■ SELECTED PASSAGE ■
Residuals are your best diagnostic tool for assessing your regression model. Not only can they tell you if you've violated assumptions, but they can point to specific cases that contribute to the violations. This may help you to:

* Notice patterns, which may lead you to change your theory
* Remove problematic cases
* Improve your research design

---

![](11_12-diagnostics_files/figure-html/unnamed-chunk-3-1.png)

---

![](11_12-diagnostics_files/figure-html/unnamed-chunk-4-1.png)

We can add stress to the model to see how this changes

---

## 1) Measurement Error

No measurement error in our independent variables

* How does measurement error affect our coefficient estimates?

* How does measurement error affect our the standard errors of the coefficients?

* How can we check this assumption?

???

Point localization data:

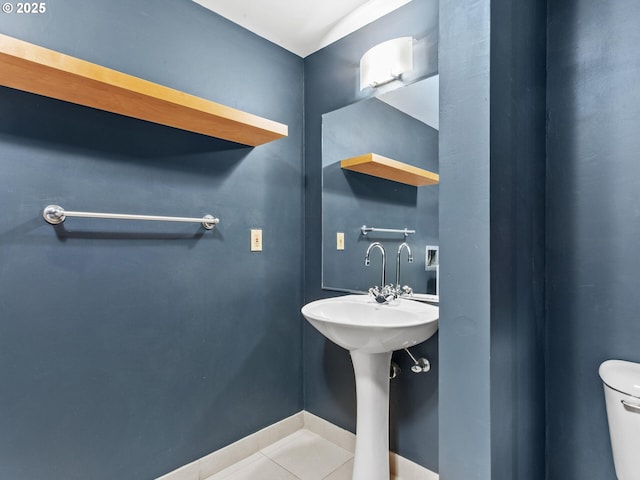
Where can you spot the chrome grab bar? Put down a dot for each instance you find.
(631, 406)
(55, 214)
(365, 230)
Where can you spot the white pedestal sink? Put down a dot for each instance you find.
(371, 332)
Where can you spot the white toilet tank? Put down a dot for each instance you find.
(622, 395)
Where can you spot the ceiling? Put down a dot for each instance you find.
(302, 26)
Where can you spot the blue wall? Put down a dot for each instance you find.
(492, 154)
(331, 82)
(128, 349)
(593, 230)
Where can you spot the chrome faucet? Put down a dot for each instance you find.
(399, 289)
(367, 260)
(381, 293)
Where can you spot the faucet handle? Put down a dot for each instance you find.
(384, 294)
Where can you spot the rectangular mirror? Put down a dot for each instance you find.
(401, 125)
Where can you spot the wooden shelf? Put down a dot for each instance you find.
(383, 167)
(35, 69)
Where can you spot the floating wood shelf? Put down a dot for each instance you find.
(383, 167)
(35, 69)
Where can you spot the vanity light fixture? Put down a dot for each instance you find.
(386, 62)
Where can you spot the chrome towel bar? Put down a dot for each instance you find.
(54, 214)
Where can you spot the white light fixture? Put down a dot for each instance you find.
(386, 62)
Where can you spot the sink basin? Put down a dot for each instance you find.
(358, 322)
(371, 332)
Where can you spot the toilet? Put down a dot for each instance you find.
(622, 396)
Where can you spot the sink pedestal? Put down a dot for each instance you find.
(371, 332)
(371, 461)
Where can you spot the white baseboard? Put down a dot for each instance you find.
(247, 446)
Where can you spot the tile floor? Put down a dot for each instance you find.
(302, 455)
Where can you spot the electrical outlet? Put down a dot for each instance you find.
(256, 240)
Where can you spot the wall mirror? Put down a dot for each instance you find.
(401, 124)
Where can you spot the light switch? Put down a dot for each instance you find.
(256, 240)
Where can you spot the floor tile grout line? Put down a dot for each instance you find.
(338, 468)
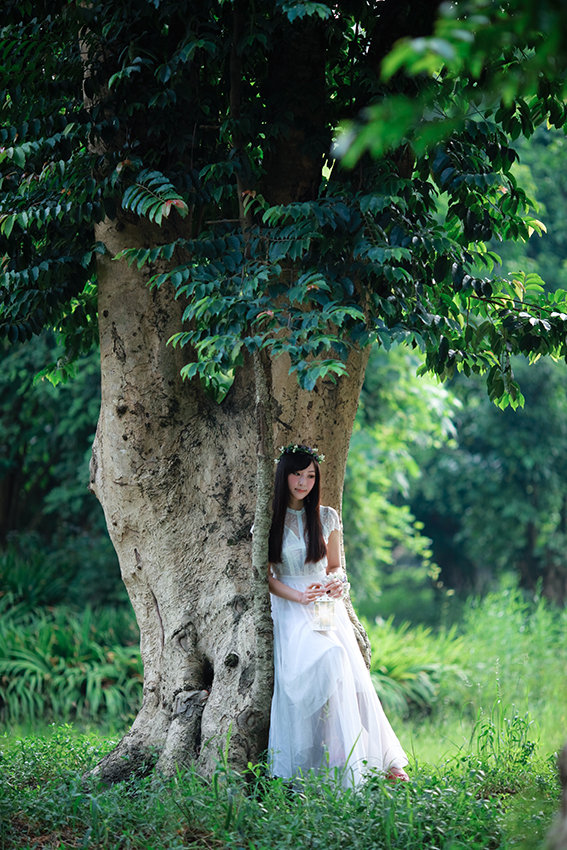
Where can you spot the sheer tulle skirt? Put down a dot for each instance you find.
(325, 711)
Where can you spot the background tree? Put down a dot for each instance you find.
(189, 142)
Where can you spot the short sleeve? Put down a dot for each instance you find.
(329, 521)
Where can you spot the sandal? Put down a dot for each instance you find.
(397, 774)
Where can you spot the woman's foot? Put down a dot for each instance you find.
(397, 774)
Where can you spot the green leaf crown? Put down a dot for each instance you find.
(292, 448)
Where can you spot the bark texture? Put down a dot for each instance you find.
(175, 473)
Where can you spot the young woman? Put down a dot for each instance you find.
(325, 712)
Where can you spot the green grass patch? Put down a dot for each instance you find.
(481, 799)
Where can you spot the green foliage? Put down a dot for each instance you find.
(59, 664)
(405, 669)
(481, 775)
(203, 109)
(503, 486)
(50, 525)
(233, 811)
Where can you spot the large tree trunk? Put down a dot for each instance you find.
(175, 473)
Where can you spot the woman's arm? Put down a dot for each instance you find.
(278, 588)
(334, 587)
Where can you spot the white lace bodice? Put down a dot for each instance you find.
(294, 547)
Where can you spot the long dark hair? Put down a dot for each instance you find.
(316, 548)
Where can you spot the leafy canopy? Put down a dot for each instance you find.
(210, 125)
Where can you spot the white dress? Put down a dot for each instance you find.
(325, 711)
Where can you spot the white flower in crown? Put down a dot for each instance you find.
(292, 448)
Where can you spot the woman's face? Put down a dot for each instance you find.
(301, 483)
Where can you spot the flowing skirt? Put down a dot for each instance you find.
(325, 711)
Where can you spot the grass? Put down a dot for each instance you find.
(473, 801)
(482, 744)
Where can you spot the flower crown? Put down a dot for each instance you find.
(306, 450)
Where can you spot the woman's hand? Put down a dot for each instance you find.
(311, 593)
(334, 588)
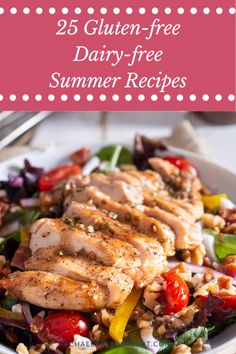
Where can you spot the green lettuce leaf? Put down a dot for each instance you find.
(190, 336)
(106, 153)
(224, 244)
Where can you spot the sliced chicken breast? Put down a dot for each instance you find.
(53, 291)
(76, 238)
(167, 205)
(128, 215)
(193, 207)
(151, 252)
(117, 189)
(164, 167)
(80, 268)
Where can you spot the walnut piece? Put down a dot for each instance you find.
(181, 349)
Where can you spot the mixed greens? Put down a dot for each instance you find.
(20, 206)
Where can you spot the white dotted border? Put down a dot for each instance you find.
(115, 97)
(117, 10)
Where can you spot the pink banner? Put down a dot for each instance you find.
(119, 55)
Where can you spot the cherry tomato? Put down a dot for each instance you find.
(179, 162)
(60, 327)
(229, 269)
(176, 294)
(50, 178)
(229, 300)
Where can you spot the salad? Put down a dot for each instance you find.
(117, 252)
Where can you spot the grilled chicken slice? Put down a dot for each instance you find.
(53, 291)
(76, 238)
(81, 268)
(164, 167)
(151, 252)
(129, 215)
(188, 236)
(117, 189)
(149, 179)
(151, 186)
(169, 206)
(194, 208)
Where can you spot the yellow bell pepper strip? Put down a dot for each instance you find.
(212, 202)
(24, 234)
(122, 315)
(9, 315)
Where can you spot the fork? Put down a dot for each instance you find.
(15, 124)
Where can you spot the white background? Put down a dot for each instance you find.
(84, 128)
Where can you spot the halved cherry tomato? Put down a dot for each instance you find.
(179, 162)
(229, 269)
(229, 300)
(60, 327)
(50, 178)
(176, 294)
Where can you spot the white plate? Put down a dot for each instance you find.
(213, 176)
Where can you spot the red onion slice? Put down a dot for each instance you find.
(150, 342)
(26, 312)
(201, 270)
(29, 202)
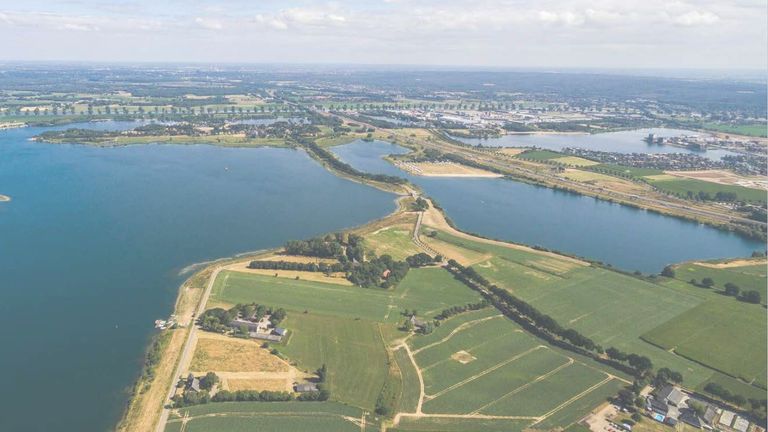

■ PROMPT 1 ■
In the regression diagnostics passage, what three things can residuals help you do?
■ PROMPT 2 ■
Extend the regression diagnostics passage past its last line.
You won't need the items for any of this.

■ TASK RESPONSE 1 ■
They can help you notice patterns that may lead you to change your theory, remove problematic cases, and improve your research design.

■ TASK RESPONSE 2 ■
If there is measurement error, our coefficient estimates will always UNDERestimate the true parameter. This is because
`$$r_{XY} = \rho\sqrt{r_{XX}r_{YY}}$$`
Measurement error inflates our standard errors, because they add error

There is ALWAYS measurement error. What do we do about this?

---
## 2) Form

Assumption 2: Correctly specified form

![](11_12-diagnostics_files/figure-html/unnamed-chunk-5-1.png)

???

Underestimates `$R^2$`

---
## 3) Model

Assumption 3: Correctly specified model
- This is especially important for multiple regression. 
- Two problems: 
  
  1. "Over control" and your coefficient is no longer interpretable
  
  2. "Under control" and your coefficient is no longer interpretable
  
---
## 3) Model
### Correctly specified model

Cohen and Cohen (1983) discuss several problems associated with the inclusion of covariates/multiple independent predictors in a model. Those problems were:

1. Computational accuracy 
    * not a problem now, because computers
2. Sampling stability (tolerance)
3. Interpretation

---
## 3) Model
### Correctly specified model: Tolerance

Recall that, computationally, including multiple predictors in your model requires adjusting for the overlap in these predictors.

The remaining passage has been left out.